■ **Task statement**
Check each line of the material below, and copy it if it holds the string "this".

Provided records section start

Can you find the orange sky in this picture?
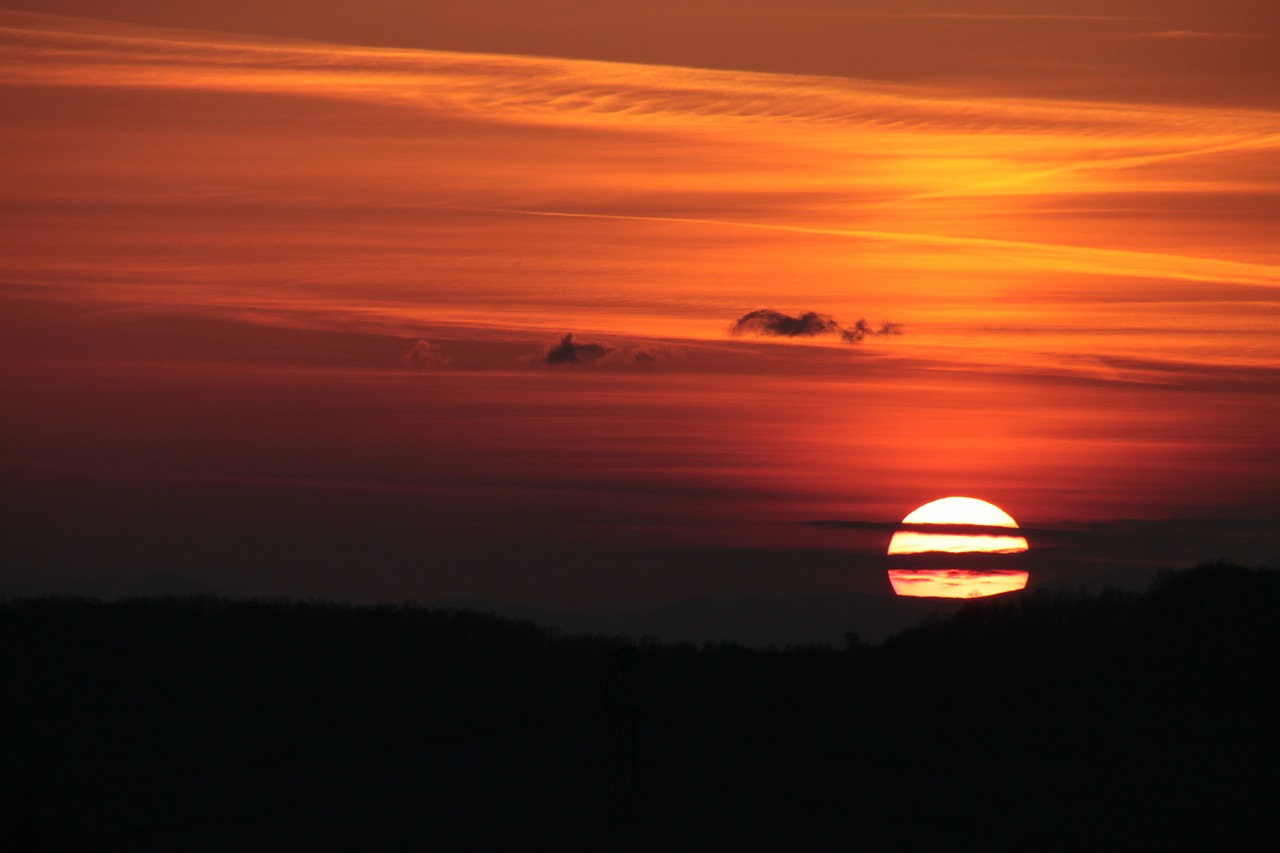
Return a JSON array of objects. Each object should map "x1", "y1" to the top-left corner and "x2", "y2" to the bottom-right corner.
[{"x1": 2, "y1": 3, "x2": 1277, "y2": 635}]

Provided records section end
Provided records section start

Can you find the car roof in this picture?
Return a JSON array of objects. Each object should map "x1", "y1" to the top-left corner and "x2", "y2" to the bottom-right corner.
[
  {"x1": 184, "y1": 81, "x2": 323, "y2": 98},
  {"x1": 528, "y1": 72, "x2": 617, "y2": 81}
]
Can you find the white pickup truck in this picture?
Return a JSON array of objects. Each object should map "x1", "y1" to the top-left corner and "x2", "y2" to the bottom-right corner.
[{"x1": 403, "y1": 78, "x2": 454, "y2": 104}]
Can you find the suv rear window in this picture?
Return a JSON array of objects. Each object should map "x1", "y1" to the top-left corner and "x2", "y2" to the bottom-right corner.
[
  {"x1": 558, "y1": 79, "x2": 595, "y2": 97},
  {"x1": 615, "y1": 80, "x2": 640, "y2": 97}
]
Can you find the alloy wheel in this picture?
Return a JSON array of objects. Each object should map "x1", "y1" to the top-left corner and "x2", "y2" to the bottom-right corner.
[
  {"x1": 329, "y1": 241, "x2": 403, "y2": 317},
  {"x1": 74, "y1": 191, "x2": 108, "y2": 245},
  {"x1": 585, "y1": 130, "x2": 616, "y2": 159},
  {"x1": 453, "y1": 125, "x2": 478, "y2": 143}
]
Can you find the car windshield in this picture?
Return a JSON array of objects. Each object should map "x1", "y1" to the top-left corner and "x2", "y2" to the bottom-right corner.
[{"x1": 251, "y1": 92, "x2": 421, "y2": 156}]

Provided records section end

■ **Written response**
Can you find the orange sky in this picture?
Can you find the car roof in this picture?
Can you find the white pickup truck in this picture?
Can you find the suv rear window in this picture?
Can you find the alloy wheel in this picture?
Can you find the car windshield in this picture?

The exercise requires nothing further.